**WORK INSTRUCTIONS:**
(1) Say whether each statement agrees with the benchmarking thread. Answer yes or no, and quote the words from the thread that decide it.
(a) The person who asks runs the code on Windows.
(b) The :fast_warning setting is on by default.
(c) One reply suggests adding a sleep of about 50ms to the function.
(2) Answer these questions from the benchmarking thread.
(a) According to the first reply, how long does the function take?
(b) What kind of test is the benchmark running inside?
(c) When setting up the benchmark, what can be done to the fast function warning?

**TEXT TO READ:**
+--
Given that this only takes a few μs, it looks like this is because this falls into the documented exception of functions that are too fast to accurately measure without running then repeatedly. You should probably also see a warning that this function is very fast in the output, right?
That’s what thought too, but no such warning appears and I’m running on Ubuntu and not Windows. I didn’t mention before but I’m running it inside a ExUnit test. Not sure if it might have an impact, though.
Running in ExUnit shouldn’t make a difference. Do you have the fast function warning disabled? You can do that when setting up your benchmark.
Either way, I can pretty much guarantee that this happens because that function you’re benchmarking is extremely fast. Can you drop a sleep in there for like 50ms and see what happens?
Do you have the fast function warning disabled?
No, the :fast_warning
is enabled by default and I didn’t set it.
I can pretty much guarantee that this happens because that function you’re benchmarking is extremely fast
I’m benchmarking a function that:
- Calls
DateTime.utc_now()
+--
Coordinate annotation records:
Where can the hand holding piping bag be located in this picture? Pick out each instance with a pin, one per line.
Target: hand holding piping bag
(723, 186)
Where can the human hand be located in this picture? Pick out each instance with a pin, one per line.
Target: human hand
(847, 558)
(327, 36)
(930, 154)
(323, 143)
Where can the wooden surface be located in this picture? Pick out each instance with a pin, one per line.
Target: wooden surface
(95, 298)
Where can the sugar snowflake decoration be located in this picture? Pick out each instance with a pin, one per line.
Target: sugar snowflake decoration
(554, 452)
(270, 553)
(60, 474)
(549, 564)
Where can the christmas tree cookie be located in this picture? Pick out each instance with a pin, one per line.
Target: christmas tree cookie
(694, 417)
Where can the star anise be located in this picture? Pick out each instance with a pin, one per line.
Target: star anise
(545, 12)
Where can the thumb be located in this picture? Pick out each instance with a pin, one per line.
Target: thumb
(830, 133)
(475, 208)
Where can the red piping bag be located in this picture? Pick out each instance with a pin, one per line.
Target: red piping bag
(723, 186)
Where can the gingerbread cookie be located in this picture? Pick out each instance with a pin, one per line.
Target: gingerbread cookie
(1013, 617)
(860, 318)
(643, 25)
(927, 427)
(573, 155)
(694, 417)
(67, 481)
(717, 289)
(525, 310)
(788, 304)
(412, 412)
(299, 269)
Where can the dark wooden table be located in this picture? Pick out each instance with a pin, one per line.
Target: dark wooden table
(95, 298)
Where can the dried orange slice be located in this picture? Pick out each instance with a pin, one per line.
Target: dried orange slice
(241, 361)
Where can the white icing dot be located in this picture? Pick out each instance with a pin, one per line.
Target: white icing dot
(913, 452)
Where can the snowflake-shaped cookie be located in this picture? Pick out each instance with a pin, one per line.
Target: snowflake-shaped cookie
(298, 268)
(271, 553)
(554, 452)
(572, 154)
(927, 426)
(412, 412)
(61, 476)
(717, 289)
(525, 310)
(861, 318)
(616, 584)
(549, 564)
+--
**THE RESPONSES:**
(1)
(a) No: "I’m running on Ubuntu and not Windows."
(b) Yes: "is enabled by default and I didn’t set it."
(c) Yes: "Can you drop a sleep in there for like 50ms and see what happens?"

(2)
(a) A few μs.
(b) An ExUnit test.
(c) It can be disabled.